Stated problem >>
Put every line of the listing below into a Markdown table with the columns No. and Line, giving each row a number and skipping blank lines. Leave the pictures out of the answer.

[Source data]
::::::

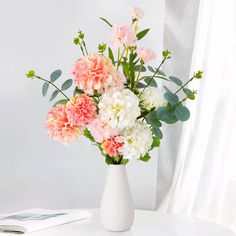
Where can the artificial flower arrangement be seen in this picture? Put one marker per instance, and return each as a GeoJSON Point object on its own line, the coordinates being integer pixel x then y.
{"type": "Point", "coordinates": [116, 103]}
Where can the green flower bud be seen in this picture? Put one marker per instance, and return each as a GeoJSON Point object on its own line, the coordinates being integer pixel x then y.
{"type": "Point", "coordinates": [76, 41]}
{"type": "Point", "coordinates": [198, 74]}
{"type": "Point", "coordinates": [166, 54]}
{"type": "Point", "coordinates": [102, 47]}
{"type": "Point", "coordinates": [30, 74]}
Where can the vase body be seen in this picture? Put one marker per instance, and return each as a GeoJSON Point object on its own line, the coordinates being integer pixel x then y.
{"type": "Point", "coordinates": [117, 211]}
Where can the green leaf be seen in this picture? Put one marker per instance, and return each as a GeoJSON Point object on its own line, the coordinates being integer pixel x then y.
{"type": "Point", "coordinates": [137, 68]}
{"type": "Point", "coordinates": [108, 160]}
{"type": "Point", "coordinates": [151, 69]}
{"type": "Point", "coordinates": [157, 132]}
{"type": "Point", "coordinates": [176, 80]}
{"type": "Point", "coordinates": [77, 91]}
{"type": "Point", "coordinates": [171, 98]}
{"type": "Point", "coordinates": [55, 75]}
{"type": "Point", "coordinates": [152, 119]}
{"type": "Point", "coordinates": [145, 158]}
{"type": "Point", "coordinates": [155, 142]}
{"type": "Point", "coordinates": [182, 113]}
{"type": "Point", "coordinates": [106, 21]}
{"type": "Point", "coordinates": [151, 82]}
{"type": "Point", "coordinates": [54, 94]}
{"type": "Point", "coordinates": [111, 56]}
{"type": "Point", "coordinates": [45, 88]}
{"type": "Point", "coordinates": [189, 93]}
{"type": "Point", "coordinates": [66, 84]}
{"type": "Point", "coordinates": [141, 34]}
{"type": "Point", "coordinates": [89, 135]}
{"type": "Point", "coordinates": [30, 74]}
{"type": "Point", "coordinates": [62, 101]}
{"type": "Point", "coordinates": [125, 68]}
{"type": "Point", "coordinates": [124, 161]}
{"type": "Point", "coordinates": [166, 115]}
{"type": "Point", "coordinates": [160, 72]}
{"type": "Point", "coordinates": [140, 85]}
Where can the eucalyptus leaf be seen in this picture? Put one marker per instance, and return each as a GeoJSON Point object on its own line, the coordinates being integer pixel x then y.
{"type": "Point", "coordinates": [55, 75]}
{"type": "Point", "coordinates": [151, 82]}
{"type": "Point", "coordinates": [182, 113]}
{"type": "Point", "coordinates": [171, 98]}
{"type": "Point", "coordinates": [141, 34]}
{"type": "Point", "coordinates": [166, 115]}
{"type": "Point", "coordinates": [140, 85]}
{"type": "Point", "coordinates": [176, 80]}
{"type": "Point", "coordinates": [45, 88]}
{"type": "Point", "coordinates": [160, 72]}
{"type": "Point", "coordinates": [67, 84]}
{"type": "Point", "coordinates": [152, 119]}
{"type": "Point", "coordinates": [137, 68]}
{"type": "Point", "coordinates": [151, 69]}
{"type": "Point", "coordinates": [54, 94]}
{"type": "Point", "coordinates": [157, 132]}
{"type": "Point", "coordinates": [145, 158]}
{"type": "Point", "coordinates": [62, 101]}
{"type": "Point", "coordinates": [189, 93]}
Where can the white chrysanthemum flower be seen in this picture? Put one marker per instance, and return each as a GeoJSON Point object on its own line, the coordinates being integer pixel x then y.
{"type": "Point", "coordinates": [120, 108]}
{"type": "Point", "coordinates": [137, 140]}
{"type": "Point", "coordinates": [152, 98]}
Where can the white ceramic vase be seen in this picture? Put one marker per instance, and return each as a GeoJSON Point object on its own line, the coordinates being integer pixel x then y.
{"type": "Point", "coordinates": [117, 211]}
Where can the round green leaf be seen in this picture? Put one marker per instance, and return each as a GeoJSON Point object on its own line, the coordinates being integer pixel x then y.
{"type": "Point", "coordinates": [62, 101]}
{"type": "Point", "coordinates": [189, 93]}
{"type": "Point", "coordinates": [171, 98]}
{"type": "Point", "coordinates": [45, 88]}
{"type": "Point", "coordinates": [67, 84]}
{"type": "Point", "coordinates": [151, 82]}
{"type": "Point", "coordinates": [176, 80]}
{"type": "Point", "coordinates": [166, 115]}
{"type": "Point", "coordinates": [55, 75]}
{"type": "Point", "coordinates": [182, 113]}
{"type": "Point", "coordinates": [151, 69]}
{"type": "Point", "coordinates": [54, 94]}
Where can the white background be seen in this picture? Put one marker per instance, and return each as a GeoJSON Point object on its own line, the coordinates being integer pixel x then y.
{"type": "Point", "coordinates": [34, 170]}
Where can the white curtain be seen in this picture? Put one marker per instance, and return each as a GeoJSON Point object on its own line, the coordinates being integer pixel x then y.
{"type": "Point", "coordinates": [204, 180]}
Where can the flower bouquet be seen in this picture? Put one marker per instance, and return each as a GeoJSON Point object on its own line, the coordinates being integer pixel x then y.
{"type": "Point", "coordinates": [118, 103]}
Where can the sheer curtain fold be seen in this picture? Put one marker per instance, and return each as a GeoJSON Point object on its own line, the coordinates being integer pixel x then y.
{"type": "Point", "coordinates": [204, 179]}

::::::

Response to this task >>
| No. | Line |
|---|---|
| 1 | Where can the artificial flower arrangement be seen in this picture? Put one marker per instance, and return each as a GeoJSON Point object on its own line, the coordinates being integer pixel x then y. |
| 2 | {"type": "Point", "coordinates": [116, 103]} |
| 3 | Where can the green flower bud be seen in this picture? Put one marker per instance, and return each as a GeoJSON Point object on its own line, the coordinates being integer pixel x then y. |
| 4 | {"type": "Point", "coordinates": [76, 41]} |
| 5 | {"type": "Point", "coordinates": [198, 74]} |
| 6 | {"type": "Point", "coordinates": [166, 54]} |
| 7 | {"type": "Point", "coordinates": [102, 47]} |
| 8 | {"type": "Point", "coordinates": [30, 74]} |
| 9 | Where can the vase body be seen in this picture? Put one marker per instance, and return each as a GeoJSON Point object on its own line, the coordinates being integer pixel x then y. |
| 10 | {"type": "Point", "coordinates": [117, 211]} |
| 11 | Where can the green leaf be seen in this picture? Put one marker per instance, and return each as a GeoJSON Point object on its own line, the coordinates being integer pixel x then y. |
| 12 | {"type": "Point", "coordinates": [137, 68]} |
| 13 | {"type": "Point", "coordinates": [108, 160]} |
| 14 | {"type": "Point", "coordinates": [151, 69]} |
| 15 | {"type": "Point", "coordinates": [157, 132]} |
| 16 | {"type": "Point", "coordinates": [176, 80]} |
| 17 | {"type": "Point", "coordinates": [77, 91]} |
| 18 | {"type": "Point", "coordinates": [171, 98]} |
| 19 | {"type": "Point", "coordinates": [55, 75]} |
| 20 | {"type": "Point", "coordinates": [152, 119]} |
| 21 | {"type": "Point", "coordinates": [145, 158]} |
| 22 | {"type": "Point", "coordinates": [155, 142]} |
| 23 | {"type": "Point", "coordinates": [182, 113]} |
| 24 | {"type": "Point", "coordinates": [106, 21]} |
| 25 | {"type": "Point", "coordinates": [151, 82]} |
| 26 | {"type": "Point", "coordinates": [54, 94]} |
| 27 | {"type": "Point", "coordinates": [111, 56]} |
| 28 | {"type": "Point", "coordinates": [45, 88]} |
| 29 | {"type": "Point", "coordinates": [189, 93]} |
| 30 | {"type": "Point", "coordinates": [66, 84]} |
| 31 | {"type": "Point", "coordinates": [141, 34]} |
| 32 | {"type": "Point", "coordinates": [89, 135]} |
| 33 | {"type": "Point", "coordinates": [30, 74]} |
| 34 | {"type": "Point", "coordinates": [62, 101]} |
| 35 | {"type": "Point", "coordinates": [125, 68]} |
| 36 | {"type": "Point", "coordinates": [124, 161]} |
| 37 | {"type": "Point", "coordinates": [166, 115]} |
| 38 | {"type": "Point", "coordinates": [160, 72]} |
| 39 | {"type": "Point", "coordinates": [140, 85]} |
| 40 | Where can the eucalyptus leaf be seen in this picture? Put one marker per instance, and return each as a GeoJSON Point object on its own line, the coordinates being integer pixel x then y. |
| 41 | {"type": "Point", "coordinates": [55, 75]} |
| 42 | {"type": "Point", "coordinates": [151, 82]} |
| 43 | {"type": "Point", "coordinates": [182, 113]} |
| 44 | {"type": "Point", "coordinates": [171, 98]} |
| 45 | {"type": "Point", "coordinates": [141, 34]} |
| 46 | {"type": "Point", "coordinates": [166, 115]} |
| 47 | {"type": "Point", "coordinates": [140, 85]} |
| 48 | {"type": "Point", "coordinates": [176, 80]} |
| 49 | {"type": "Point", "coordinates": [45, 88]} |
| 50 | {"type": "Point", "coordinates": [160, 72]} |
| 51 | {"type": "Point", "coordinates": [67, 84]} |
| 52 | {"type": "Point", "coordinates": [152, 119]} |
| 53 | {"type": "Point", "coordinates": [137, 68]} |
| 54 | {"type": "Point", "coordinates": [151, 69]} |
| 55 | {"type": "Point", "coordinates": [54, 94]} |
| 56 | {"type": "Point", "coordinates": [157, 132]} |
| 57 | {"type": "Point", "coordinates": [145, 158]} |
| 58 | {"type": "Point", "coordinates": [62, 101]} |
| 59 | {"type": "Point", "coordinates": [189, 93]} |
| 60 | Where can the white chrysanthemum flower be seen in this picture? Put one marker per instance, and return each as a GeoJSON Point object on its own line, the coordinates being integer pixel x then y. |
| 61 | {"type": "Point", "coordinates": [120, 108]} |
| 62 | {"type": "Point", "coordinates": [137, 140]} |
| 63 | {"type": "Point", "coordinates": [152, 98]} |
| 64 | Where can the white ceramic vase be seen in this picture? Put one marker per instance, and return each as a GeoJSON Point object on its own line, the coordinates being integer pixel x then y. |
| 65 | {"type": "Point", "coordinates": [117, 211]} |
| 66 | Where can the round green leaf be seen in this picture? Put one marker per instance, and return each as a GeoJSON Point object on its own line, the coordinates being integer pixel x then y. |
| 67 | {"type": "Point", "coordinates": [62, 101]} |
| 68 | {"type": "Point", "coordinates": [189, 93]} |
| 69 | {"type": "Point", "coordinates": [171, 98]} |
| 70 | {"type": "Point", "coordinates": [45, 88]} |
| 71 | {"type": "Point", "coordinates": [67, 84]} |
| 72 | {"type": "Point", "coordinates": [151, 82]} |
| 73 | {"type": "Point", "coordinates": [176, 80]} |
| 74 | {"type": "Point", "coordinates": [166, 115]} |
| 75 | {"type": "Point", "coordinates": [55, 75]} |
| 76 | {"type": "Point", "coordinates": [182, 113]} |
| 77 | {"type": "Point", "coordinates": [151, 69]} |
| 78 | {"type": "Point", "coordinates": [54, 94]} |
| 79 | Where can the white background be seen in this picture? Put one marker per instance, and return each as a GeoJSON Point object on its own line, the coordinates being integer pixel x then y. |
| 80 | {"type": "Point", "coordinates": [34, 170]} |
| 81 | Where can the white curtain be seen in this picture? Put one marker per instance, and return each as a GeoJSON Point object on its own line, the coordinates being integer pixel x then y. |
| 82 | {"type": "Point", "coordinates": [204, 180]} |
| 83 | Where can the flower bouquet be seen in this picture? Put one marker per instance, and return each as a GeoJSON Point object on its own line, the coordinates being integer pixel x then y. |
| 84 | {"type": "Point", "coordinates": [118, 103]} |
| 85 | Where can the sheer curtain fold be seen in this picture? Put one marker per instance, and return each as a GeoJSON Point object on its own line, the coordinates being integer pixel x then y. |
| 86 | {"type": "Point", "coordinates": [204, 179]} |